== SOURCE DOCUMENT ==
President’s Message September 2025

Hello Weavers!

I am filled with anticipation of another great guild year for Tacoma weavers.  This year, our theme is “Optical Hues” specifically, of course, color options in weaving.  

AI says, optical color mixing is a perceptual phenomenon where two or more colors placed close together are seen by the brain as a single, new color.  Our brains and our eyes do have a symbiotic relationship and function, but when the brain is encouraged to think what the eye is seeing, that double curved line in the middle of a blue background becomes a seagull flying in the blue sky.  When the brain sees little blue dots and little yellow dots close together, it sees green. 

I remember back in a high school art class, our teacher was teaching about pointillism, and we were required to choose two colors, opposite on the color wheel, and use only those two in small dots, to create a portrait.  Perhaps it was of a specific famous artist, because I remember mine was Van Gogh.  I chose blue-violet and orange, and I can almost remember the painting.  It was amazing to see how just the use of dots could make shapes and shadows, and definitely a portrait of Van Gogh.

A similar concept is simultaneous contrast:  Two colors, side by side, interact with one another and change our perception accordingly. The effect of this interaction is called simultaneous contrast. Since we rarely see colors in isolation, simultaneous contrast affects our sense of the color that we see. For example, red and blue flowerbeds in a garden are modified where they border each other: the blue appears green and the red, orange.
===
(GOALS)
a) According to the president's message, why does simultaneous contrast affect our sense of the colors we see? Explain in one to three sentences.
b) Carry the president's message forward, starting after its closing sentence about the red and blue flowerbeds.
== DATA LISTING ==
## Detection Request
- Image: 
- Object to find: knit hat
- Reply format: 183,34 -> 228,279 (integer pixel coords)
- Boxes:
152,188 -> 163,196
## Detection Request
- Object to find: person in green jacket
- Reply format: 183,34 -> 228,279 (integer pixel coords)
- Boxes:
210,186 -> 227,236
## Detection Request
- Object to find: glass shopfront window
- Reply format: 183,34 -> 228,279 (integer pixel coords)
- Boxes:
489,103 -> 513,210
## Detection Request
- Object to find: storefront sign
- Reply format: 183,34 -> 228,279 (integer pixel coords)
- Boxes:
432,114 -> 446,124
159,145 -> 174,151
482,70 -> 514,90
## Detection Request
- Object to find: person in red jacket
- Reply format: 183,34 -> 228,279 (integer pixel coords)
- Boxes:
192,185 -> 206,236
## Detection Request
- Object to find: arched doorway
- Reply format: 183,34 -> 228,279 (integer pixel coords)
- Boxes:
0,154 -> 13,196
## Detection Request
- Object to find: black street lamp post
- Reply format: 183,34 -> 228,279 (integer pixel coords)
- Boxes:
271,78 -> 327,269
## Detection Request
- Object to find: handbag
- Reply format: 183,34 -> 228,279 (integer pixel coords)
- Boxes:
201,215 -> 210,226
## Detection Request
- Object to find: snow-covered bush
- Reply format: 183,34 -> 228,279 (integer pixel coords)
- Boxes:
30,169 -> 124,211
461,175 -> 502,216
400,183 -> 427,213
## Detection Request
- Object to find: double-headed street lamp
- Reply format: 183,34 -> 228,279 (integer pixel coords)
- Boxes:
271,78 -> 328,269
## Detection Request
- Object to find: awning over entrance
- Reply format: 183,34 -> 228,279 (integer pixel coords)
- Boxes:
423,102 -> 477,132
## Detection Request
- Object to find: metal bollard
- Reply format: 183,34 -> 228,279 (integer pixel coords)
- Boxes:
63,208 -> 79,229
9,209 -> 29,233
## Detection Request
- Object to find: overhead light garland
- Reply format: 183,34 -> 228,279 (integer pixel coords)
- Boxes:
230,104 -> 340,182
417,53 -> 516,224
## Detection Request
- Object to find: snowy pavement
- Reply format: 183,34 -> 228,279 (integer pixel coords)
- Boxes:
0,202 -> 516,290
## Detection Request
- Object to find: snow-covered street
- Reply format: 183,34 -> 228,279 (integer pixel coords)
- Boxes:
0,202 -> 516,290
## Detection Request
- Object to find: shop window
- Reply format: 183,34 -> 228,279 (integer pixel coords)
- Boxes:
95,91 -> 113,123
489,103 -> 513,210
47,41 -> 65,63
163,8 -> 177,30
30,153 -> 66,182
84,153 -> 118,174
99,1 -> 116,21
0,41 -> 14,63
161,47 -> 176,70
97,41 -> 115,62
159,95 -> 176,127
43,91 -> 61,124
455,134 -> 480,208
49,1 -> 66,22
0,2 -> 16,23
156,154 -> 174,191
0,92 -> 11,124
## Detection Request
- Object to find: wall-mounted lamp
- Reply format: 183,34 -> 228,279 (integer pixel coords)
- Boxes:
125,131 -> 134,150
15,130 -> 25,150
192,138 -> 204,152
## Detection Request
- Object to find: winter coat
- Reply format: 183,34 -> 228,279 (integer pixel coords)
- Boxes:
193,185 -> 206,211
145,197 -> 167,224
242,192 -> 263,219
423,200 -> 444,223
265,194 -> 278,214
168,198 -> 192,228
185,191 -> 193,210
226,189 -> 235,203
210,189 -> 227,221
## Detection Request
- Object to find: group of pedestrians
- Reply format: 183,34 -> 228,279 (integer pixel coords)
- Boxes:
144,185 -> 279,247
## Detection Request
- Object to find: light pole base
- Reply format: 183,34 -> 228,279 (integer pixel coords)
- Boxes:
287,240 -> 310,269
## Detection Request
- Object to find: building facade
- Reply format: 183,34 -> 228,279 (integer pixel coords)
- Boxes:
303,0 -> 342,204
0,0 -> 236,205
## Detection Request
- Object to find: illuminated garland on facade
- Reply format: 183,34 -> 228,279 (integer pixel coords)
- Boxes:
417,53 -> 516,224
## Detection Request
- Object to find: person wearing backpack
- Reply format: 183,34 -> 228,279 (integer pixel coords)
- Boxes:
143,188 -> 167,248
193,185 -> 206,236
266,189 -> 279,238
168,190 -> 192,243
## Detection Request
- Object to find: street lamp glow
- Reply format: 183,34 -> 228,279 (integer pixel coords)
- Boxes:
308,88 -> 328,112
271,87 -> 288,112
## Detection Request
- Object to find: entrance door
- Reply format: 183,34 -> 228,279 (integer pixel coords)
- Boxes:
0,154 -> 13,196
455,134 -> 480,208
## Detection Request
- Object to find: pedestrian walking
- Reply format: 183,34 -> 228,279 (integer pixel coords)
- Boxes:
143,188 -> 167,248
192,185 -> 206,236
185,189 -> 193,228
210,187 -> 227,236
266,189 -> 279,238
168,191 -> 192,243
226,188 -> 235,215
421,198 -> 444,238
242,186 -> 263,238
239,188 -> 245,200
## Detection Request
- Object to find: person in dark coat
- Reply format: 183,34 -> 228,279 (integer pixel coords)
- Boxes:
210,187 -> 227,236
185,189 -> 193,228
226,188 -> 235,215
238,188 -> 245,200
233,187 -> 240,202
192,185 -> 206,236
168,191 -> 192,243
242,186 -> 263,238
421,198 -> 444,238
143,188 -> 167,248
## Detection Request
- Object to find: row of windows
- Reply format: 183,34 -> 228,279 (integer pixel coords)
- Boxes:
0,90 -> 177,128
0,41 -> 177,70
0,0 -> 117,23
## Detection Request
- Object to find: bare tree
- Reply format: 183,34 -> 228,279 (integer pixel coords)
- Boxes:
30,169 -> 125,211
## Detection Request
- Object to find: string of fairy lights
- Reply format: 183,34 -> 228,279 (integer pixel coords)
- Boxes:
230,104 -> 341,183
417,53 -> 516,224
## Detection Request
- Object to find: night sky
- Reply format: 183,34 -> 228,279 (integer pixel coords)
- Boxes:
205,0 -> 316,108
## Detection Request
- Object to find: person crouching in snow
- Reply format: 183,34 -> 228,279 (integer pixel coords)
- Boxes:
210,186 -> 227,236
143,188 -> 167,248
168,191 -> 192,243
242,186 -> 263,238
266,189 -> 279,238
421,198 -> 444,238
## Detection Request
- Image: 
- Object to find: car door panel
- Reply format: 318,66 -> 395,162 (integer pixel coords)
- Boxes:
===
(OUTPUTS FOR THE TASKS)
a) Simultaneous contrast affects our sense of color because we rarely see colors in isolation. Two colors placed side by side interact and change how we perceive each of them. For example, where red and blue flowerbeds border each other, the blue looks green and the red looks orange.

b)
Our weaving is like little pixels or dots, one up one down, so it’s the perfect medium for optical mixing.  In weaving, we can achieve totally different colors from what color each yarn color is, by using yarns in combination.  I was just looking at my sampler from our workshop with Jennifer Moore, Double Rainbow.  The places where two yarns are used form another color.

At our first meeting, we’ll have an activity.  If you choose, you can select some colorful paint chips to get you started thinking about how colors might interact and combine to create optical mixes.  We’ll proceed through the year, and as our May Challenge see results that we all have created using this concept.

I hope you all have had an amazing summer break, filled with weaving and ice dyeing, and you are back at the loom, or the wheel, or your favorite textile techniques.  We hope you are creating items to offer for sale at our Arts at the Armory event in mid November, and that many of you will participate in the Open Studio Day, October 11th.  

Weave away!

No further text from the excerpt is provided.